_Arbeitsauftrag 1_
Fassen Sie im Artikel über die Bestandsdatenauskunft den Absatz, der mit „Nach der erforderlichen Zustimmung“ beginnt, als Stichpunktliste zusammen, ohne seine wesentlichen Fakten zu verlieren.
_Arbeitsauftrag 2_
Aktualisieren Sie den Abschnitt des Artikels über die Bestandsdatenauskunft, der mit „Nach der erforderlichen“ beginnt und bis „von Internetdiensten) eingeführt.“ reicht, und setzen Sie dabei „Sicherheitsbehörden“ an die Stelle von „Ermittlungsbehörden“.
_Arbeitsauftrag 3_
Führen Sie den Artikel über die Bestandsdatenauskunft im Anschluss an seinen letzten Satz weiter.

_Seitenauszug_
════

Politik

Bundestag beschloss Ausweitung der Bespitzelung

Bundestag beschloss Ausweitung der Bespitzelung
Plakat des "Arbeitskreises gegen Vorratsdatenspeicherung"

23.03.12 - Am Donnerstag segnete der Bundestag mit den Stimmen von CDU/CSU, FDP und SPD den Regierungsentwurf zur "Neuregelung der Bestandsdatenauskunft" ab. Nachdem das Bundesverfassungsgericht im März 2010 aufgrund breiter Proteste die "Vorratsdatenspeicherung" für verfassungswidrig erklären musste und eine "Neuauflage" forderte, wird jetzt ein weiterer Vorstoß zu einer umfassenden Bespitzelung der Bevölkerung gestartet. Der BRD-Imperialismus stellt sich damit auf die zu erwartende Verschärfung von Klassenauseinandersetzungen ein.

Nach der erforderlichen Zustimmung des Bundesrates wird das Telekommunikationsgesetz geändert und die Abfrage sogenannter Bestandsdaten bei Telekommunikations-Dienstleistern durch das Bundeskriminalamt (BKA) oder andere Ermittlungsbehörden erleichtert. Sie erhalten in weitem Umfang Zugriff auf Kommunikationsdaten, wo Eingriffe in das "Fernmeldegeheimnis" bisher nicht gestattet waren. Es wird eine elektronische Schnittstelle zur vereinfachten Abfrage von Kommunikationsdaten bei den "Providern" (Anbietern von Internetdiensten) eingeführt.

════

_Bereitgestellte Datensätze_
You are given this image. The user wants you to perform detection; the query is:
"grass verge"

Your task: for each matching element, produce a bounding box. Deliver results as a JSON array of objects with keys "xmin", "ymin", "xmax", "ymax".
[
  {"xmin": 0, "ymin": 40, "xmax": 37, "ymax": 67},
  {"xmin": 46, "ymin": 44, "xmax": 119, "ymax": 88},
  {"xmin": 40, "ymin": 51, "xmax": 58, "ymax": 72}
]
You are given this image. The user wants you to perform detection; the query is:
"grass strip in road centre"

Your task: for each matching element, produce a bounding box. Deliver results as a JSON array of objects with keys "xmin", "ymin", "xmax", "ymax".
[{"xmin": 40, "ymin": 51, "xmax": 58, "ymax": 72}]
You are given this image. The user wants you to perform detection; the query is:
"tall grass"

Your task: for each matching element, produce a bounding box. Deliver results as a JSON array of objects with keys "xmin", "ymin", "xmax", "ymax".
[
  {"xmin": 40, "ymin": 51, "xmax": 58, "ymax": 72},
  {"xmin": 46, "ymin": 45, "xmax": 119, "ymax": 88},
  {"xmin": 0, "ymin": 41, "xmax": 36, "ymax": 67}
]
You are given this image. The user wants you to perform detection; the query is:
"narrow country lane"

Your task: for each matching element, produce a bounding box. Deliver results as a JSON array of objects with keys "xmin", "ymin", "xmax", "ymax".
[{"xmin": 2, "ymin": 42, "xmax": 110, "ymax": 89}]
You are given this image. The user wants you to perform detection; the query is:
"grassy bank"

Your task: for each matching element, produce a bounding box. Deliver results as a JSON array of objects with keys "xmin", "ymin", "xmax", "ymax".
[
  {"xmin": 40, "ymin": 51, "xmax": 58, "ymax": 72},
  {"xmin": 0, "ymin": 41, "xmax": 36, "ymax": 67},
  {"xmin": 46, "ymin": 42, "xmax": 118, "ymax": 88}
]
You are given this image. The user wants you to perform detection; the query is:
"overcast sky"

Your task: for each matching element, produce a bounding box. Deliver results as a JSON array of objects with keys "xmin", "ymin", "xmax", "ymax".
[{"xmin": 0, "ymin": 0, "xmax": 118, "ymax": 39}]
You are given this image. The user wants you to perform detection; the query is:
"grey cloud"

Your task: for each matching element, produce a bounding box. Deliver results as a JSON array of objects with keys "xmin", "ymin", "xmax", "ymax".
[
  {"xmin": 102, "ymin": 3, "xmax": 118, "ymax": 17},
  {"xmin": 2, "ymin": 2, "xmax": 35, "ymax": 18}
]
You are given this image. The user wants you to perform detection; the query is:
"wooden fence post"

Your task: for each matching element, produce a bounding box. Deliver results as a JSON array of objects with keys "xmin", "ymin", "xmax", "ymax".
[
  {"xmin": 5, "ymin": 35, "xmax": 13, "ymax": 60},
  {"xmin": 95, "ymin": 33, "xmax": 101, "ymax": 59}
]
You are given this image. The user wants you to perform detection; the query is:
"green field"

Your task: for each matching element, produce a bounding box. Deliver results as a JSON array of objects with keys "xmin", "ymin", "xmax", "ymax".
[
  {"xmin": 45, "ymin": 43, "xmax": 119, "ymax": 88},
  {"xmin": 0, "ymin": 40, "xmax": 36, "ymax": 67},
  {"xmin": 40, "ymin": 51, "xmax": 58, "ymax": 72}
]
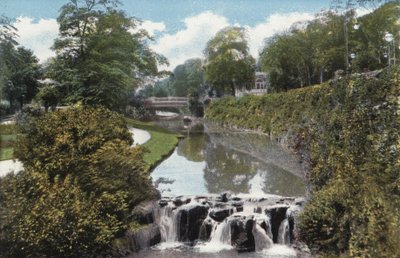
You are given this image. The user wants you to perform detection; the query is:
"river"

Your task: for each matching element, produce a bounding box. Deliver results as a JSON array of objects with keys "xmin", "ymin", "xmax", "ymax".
[
  {"xmin": 130, "ymin": 121, "xmax": 306, "ymax": 258},
  {"xmin": 152, "ymin": 121, "xmax": 306, "ymax": 196}
]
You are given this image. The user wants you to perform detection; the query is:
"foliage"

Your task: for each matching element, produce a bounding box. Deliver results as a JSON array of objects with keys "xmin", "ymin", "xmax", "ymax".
[
  {"xmin": 204, "ymin": 27, "xmax": 255, "ymax": 95},
  {"xmin": 206, "ymin": 66, "xmax": 400, "ymax": 257},
  {"xmin": 169, "ymin": 58, "xmax": 204, "ymax": 97},
  {"xmin": 0, "ymin": 107, "xmax": 157, "ymax": 257},
  {"xmin": 36, "ymin": 85, "xmax": 61, "ymax": 111},
  {"xmin": 260, "ymin": 2, "xmax": 400, "ymax": 91},
  {"xmin": 0, "ymin": 172, "xmax": 127, "ymax": 257},
  {"xmin": 0, "ymin": 42, "xmax": 41, "ymax": 110},
  {"xmin": 48, "ymin": 0, "xmax": 166, "ymax": 110}
]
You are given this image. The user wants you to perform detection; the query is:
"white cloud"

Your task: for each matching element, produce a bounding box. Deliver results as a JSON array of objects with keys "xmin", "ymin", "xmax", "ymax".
[
  {"xmin": 14, "ymin": 17, "xmax": 58, "ymax": 62},
  {"xmin": 139, "ymin": 21, "xmax": 165, "ymax": 36},
  {"xmin": 246, "ymin": 13, "xmax": 314, "ymax": 58},
  {"xmin": 152, "ymin": 11, "xmax": 314, "ymax": 70},
  {"xmin": 14, "ymin": 11, "xmax": 313, "ymax": 70},
  {"xmin": 151, "ymin": 11, "xmax": 229, "ymax": 70}
]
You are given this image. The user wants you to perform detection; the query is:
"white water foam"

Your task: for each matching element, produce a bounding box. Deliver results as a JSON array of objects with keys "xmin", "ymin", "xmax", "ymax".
[
  {"xmin": 252, "ymin": 221, "xmax": 274, "ymax": 252},
  {"xmin": 196, "ymin": 220, "xmax": 233, "ymax": 253},
  {"xmin": 278, "ymin": 218, "xmax": 290, "ymax": 245},
  {"xmin": 262, "ymin": 244, "xmax": 296, "ymax": 258}
]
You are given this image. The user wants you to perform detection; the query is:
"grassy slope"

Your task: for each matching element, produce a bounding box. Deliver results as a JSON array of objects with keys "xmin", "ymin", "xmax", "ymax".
[
  {"xmin": 126, "ymin": 118, "xmax": 178, "ymax": 169},
  {"xmin": 206, "ymin": 67, "xmax": 400, "ymax": 257}
]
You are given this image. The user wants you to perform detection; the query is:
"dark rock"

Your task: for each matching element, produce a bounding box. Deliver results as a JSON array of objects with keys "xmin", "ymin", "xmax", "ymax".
[
  {"xmin": 125, "ymin": 224, "xmax": 161, "ymax": 252},
  {"xmin": 265, "ymin": 204, "xmax": 289, "ymax": 243},
  {"xmin": 208, "ymin": 208, "xmax": 233, "ymax": 222},
  {"xmin": 254, "ymin": 207, "xmax": 262, "ymax": 213},
  {"xmin": 172, "ymin": 198, "xmax": 183, "ymax": 207},
  {"xmin": 216, "ymin": 202, "xmax": 228, "ymax": 209},
  {"xmin": 294, "ymin": 197, "xmax": 306, "ymax": 206},
  {"xmin": 230, "ymin": 216, "xmax": 255, "ymax": 252},
  {"xmin": 131, "ymin": 201, "xmax": 156, "ymax": 224},
  {"xmin": 221, "ymin": 192, "xmax": 230, "ymax": 202},
  {"xmin": 199, "ymin": 219, "xmax": 213, "ymax": 241},
  {"xmin": 236, "ymin": 206, "xmax": 244, "ymax": 212},
  {"xmin": 231, "ymin": 201, "xmax": 244, "ymax": 207},
  {"xmin": 178, "ymin": 204, "xmax": 208, "ymax": 242},
  {"xmin": 158, "ymin": 200, "xmax": 168, "ymax": 207}
]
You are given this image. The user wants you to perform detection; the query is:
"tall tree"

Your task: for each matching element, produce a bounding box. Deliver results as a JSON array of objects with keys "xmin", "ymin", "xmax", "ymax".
[
  {"xmin": 170, "ymin": 58, "xmax": 204, "ymax": 97},
  {"xmin": 204, "ymin": 27, "xmax": 255, "ymax": 95},
  {"xmin": 49, "ymin": 0, "xmax": 166, "ymax": 109}
]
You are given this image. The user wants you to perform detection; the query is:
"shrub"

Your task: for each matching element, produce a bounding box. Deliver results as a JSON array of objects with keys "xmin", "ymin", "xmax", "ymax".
[
  {"xmin": 0, "ymin": 107, "xmax": 156, "ymax": 257},
  {"xmin": 206, "ymin": 66, "xmax": 400, "ymax": 257}
]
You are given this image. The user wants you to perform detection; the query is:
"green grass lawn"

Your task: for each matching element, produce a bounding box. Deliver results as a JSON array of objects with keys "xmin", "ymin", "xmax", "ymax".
[{"xmin": 126, "ymin": 118, "xmax": 179, "ymax": 170}]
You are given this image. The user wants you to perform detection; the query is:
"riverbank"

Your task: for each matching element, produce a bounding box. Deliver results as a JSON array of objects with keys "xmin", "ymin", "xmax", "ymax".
[
  {"xmin": 205, "ymin": 67, "xmax": 400, "ymax": 257},
  {"xmin": 126, "ymin": 118, "xmax": 180, "ymax": 171}
]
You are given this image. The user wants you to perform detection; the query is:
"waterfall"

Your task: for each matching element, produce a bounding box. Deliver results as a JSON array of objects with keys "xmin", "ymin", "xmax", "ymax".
[
  {"xmin": 251, "ymin": 221, "xmax": 274, "ymax": 252},
  {"xmin": 278, "ymin": 218, "xmax": 290, "ymax": 245},
  {"xmin": 199, "ymin": 219, "xmax": 233, "ymax": 253},
  {"xmin": 264, "ymin": 216, "xmax": 274, "ymax": 239},
  {"xmin": 154, "ymin": 205, "xmax": 180, "ymax": 247}
]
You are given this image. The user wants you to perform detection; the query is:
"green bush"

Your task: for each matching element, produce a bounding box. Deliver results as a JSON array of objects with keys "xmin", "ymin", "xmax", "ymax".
[
  {"xmin": 206, "ymin": 66, "xmax": 400, "ymax": 257},
  {"xmin": 0, "ymin": 107, "xmax": 156, "ymax": 257}
]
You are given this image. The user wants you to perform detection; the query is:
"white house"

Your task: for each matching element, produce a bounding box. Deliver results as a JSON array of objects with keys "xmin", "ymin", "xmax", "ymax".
[{"xmin": 235, "ymin": 72, "xmax": 269, "ymax": 97}]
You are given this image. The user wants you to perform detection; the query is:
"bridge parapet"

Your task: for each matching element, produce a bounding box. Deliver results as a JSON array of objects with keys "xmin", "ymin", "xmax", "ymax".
[{"xmin": 145, "ymin": 97, "xmax": 189, "ymax": 108}]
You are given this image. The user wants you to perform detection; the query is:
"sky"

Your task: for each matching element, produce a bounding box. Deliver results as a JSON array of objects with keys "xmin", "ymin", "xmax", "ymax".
[{"xmin": 0, "ymin": 0, "xmax": 344, "ymax": 70}]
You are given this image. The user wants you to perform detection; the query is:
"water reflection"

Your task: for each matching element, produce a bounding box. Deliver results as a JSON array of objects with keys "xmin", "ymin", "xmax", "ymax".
[{"xmin": 152, "ymin": 130, "xmax": 305, "ymax": 196}]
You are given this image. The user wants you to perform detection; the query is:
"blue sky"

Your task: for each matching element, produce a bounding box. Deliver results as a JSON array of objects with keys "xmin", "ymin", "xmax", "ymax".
[{"xmin": 0, "ymin": 0, "xmax": 340, "ymax": 69}]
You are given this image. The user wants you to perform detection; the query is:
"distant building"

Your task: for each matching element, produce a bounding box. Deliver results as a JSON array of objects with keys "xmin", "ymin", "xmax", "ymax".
[{"xmin": 235, "ymin": 72, "xmax": 269, "ymax": 97}]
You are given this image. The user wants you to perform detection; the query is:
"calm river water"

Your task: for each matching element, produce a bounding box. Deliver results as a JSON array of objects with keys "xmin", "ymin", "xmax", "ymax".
[{"xmin": 152, "ymin": 123, "xmax": 306, "ymax": 196}]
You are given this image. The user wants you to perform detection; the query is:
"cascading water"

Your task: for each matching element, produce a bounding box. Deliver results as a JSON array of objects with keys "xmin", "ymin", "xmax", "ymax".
[
  {"xmin": 144, "ymin": 195, "xmax": 306, "ymax": 257},
  {"xmin": 278, "ymin": 218, "xmax": 290, "ymax": 245},
  {"xmin": 154, "ymin": 205, "xmax": 180, "ymax": 248},
  {"xmin": 199, "ymin": 220, "xmax": 233, "ymax": 253},
  {"xmin": 252, "ymin": 221, "xmax": 274, "ymax": 252}
]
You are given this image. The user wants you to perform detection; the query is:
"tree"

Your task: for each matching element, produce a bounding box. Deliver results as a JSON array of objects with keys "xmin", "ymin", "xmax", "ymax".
[
  {"xmin": 0, "ymin": 42, "xmax": 41, "ymax": 109},
  {"xmin": 204, "ymin": 27, "xmax": 255, "ymax": 95},
  {"xmin": 0, "ymin": 107, "xmax": 157, "ymax": 257},
  {"xmin": 49, "ymin": 0, "xmax": 166, "ymax": 109},
  {"xmin": 260, "ymin": 3, "xmax": 400, "ymax": 91},
  {"xmin": 169, "ymin": 58, "xmax": 204, "ymax": 97}
]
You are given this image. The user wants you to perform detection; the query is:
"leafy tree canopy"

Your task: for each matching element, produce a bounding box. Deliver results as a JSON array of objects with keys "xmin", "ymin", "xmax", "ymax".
[
  {"xmin": 48, "ymin": 0, "xmax": 167, "ymax": 109},
  {"xmin": 204, "ymin": 27, "xmax": 255, "ymax": 95}
]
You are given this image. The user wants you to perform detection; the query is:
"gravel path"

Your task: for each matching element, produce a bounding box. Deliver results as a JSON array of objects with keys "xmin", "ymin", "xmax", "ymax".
[{"xmin": 129, "ymin": 128, "xmax": 151, "ymax": 146}]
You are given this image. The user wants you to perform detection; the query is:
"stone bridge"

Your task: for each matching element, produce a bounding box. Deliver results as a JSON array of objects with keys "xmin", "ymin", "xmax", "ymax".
[{"xmin": 144, "ymin": 97, "xmax": 189, "ymax": 108}]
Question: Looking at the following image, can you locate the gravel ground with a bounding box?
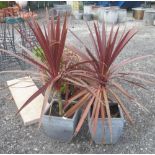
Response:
[0,13,155,154]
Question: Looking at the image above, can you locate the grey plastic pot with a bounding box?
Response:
[88,104,125,144]
[42,100,80,142]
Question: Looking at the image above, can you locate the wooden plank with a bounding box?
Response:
[7,77,48,126]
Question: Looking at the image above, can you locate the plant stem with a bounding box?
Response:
[58,93,63,116]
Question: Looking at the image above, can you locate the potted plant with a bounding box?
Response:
[1,12,155,144]
[65,22,154,144]
[2,16,83,141]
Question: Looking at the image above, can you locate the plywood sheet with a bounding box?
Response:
[7,77,47,125]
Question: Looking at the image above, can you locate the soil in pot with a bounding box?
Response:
[45,101,73,118]
[91,102,121,118]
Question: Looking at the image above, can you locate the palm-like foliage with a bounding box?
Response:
[1,16,70,117]
[65,23,154,142]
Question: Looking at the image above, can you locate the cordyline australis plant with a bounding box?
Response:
[1,16,76,116]
[65,22,155,139]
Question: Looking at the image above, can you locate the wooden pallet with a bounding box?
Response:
[7,77,48,126]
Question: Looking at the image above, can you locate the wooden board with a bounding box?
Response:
[7,77,48,125]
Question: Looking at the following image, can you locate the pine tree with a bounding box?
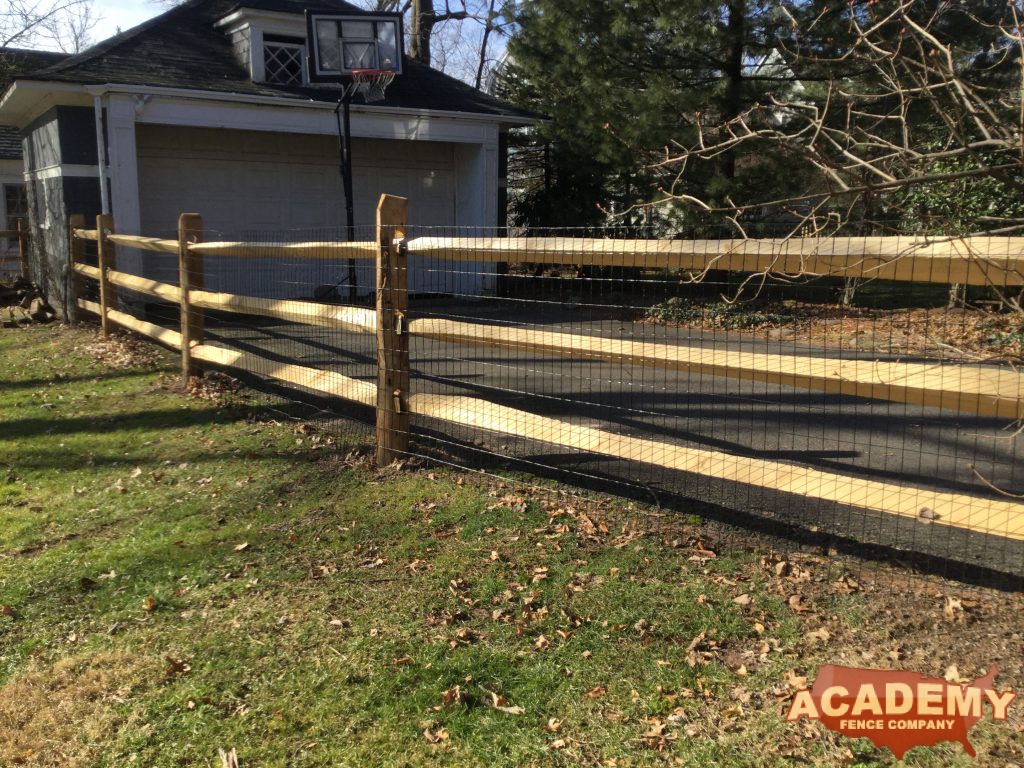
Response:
[502,0,788,225]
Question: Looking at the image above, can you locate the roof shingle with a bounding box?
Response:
[22,0,538,120]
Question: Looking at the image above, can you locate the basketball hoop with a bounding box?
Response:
[345,70,397,104]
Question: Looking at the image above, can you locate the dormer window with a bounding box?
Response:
[263,35,306,85]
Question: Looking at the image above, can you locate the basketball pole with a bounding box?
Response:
[334,88,359,304]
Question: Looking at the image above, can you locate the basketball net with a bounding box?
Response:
[344,70,396,104]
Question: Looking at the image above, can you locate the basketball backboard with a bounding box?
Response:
[306,11,402,83]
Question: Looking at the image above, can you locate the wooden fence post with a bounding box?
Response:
[377,195,409,467]
[96,213,118,336]
[178,213,203,386]
[68,213,85,324]
[17,219,29,280]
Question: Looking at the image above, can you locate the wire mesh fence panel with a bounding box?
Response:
[395,228,1024,585]
[68,208,1024,584]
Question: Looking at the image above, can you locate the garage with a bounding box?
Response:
[136,125,464,298]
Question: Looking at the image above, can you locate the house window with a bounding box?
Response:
[263,41,305,85]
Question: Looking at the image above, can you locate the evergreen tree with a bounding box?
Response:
[500,0,792,225]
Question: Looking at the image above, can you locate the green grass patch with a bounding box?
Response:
[0,328,1015,768]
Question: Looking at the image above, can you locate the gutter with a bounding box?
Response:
[83,83,544,127]
[0,79,550,128]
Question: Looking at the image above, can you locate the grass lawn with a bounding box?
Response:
[0,328,1024,768]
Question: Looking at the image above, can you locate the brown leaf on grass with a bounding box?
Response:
[942,596,965,623]
[833,575,861,595]
[480,685,526,715]
[643,718,677,752]
[804,627,831,644]
[785,670,807,690]
[164,656,191,680]
[943,664,971,685]
[785,595,811,613]
[918,507,940,524]
[423,726,449,744]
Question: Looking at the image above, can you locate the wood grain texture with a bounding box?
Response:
[191,344,377,408]
[411,319,1024,419]
[108,264,181,304]
[108,234,178,255]
[410,394,1024,541]
[177,213,205,387]
[191,291,377,333]
[190,242,377,260]
[78,299,181,349]
[409,237,1024,286]
[96,213,118,336]
[377,195,410,467]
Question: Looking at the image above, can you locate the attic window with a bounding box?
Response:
[263,40,305,85]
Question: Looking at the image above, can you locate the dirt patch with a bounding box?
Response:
[0,653,155,768]
[643,299,1024,361]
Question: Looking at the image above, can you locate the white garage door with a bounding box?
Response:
[137,126,460,298]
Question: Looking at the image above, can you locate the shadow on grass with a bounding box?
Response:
[0,370,153,392]
[0,409,246,443]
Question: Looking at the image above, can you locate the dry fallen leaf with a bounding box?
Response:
[942,597,964,622]
[480,686,526,715]
[785,670,807,690]
[804,627,831,643]
[944,664,971,685]
[786,595,810,613]
[441,685,462,707]
[423,727,447,744]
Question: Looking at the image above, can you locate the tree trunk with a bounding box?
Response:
[409,0,437,67]
[722,0,746,179]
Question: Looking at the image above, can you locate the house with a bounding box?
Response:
[0,48,67,266]
[0,0,535,308]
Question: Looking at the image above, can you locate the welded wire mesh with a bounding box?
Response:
[75,219,1024,582]
[395,228,1024,585]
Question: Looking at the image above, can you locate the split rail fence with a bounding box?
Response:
[71,196,1024,573]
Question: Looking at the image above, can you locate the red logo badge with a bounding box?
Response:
[785,665,1017,760]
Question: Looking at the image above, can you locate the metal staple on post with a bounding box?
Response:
[377,195,410,467]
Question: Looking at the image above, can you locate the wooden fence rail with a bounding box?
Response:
[409,237,1024,287]
[71,201,1024,541]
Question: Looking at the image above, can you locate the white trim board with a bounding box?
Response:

════

_Antwort 1_
- Voraussetzung: Zustimmung des Bundesrates
- Änderung des Telekommunikationsgesetzes
- Erleichterte Abfrage von Bestandsdaten bei Telekommunikations-Dienstleistern durch das BKA oder andere Ermittlungsbehörden
- Weitreichender Zugriff auf Kommunikationsdaten auch dort, wo Eingriffe in das „Fernmeldegeheimnis“ bisher nicht gestattet waren
- Einführung einer elektronischen Schnittstelle zur vereinfachten Abfrage von Kommunikationsdaten bei den „Providern“ (Anbietern von Internetdiensten)

_Antwort 2_
Nach der erforderlichen Zustimmung des Bundesrates wird das Telekommunikationsgesetz geändert und die Abfrage sogenannter Bestandsdaten bei Telekommunikations-Dienstleistern durch das Bundeskriminalamt (BKA) oder andere Sicherheitsbehörden erleichtert. Sie erhalten in weitem Umfang Zugriff auf Kommunikationsdaten, wo Eingriffe in das "Fernmeldegeheimnis" bisher nicht gestattet waren. Es wird eine elektronische Schnittstelle zur vereinfachten Abfrage von Kommunikationsdaten bei den "Providern" (Anbietern von Internetdiensten) eingeführt.

_Antwort 3_
Die Provider dürfen die Netzkennungen und auch "dynamische IP-Adressen" den Inhabern von Internetzugängen mit Name und Adresse automatisiert zuordnen. Die entsprechenden Informationen müssen sie in einem manuellen Auskunftsverfahren an Sicherheitsbehörden herausgeben. Betroffene sollen von entsprechenden Maßnahmen erst im Nachhinein in Kenntnis gesetzt werden. Das Gesetz regelt, dass diese Daten ohne richterlichen Beschluss "im Einzelfall zum Zweck der Verfolgung von Straftaten oder Ordnungswidrigkeiten, zur Abwehr von Gefahren für die öffentliche Sicherheit oder Ordnung oder für die Erfüllung der gesetzlichen Aufgaben" in Anspruch genommen werden können.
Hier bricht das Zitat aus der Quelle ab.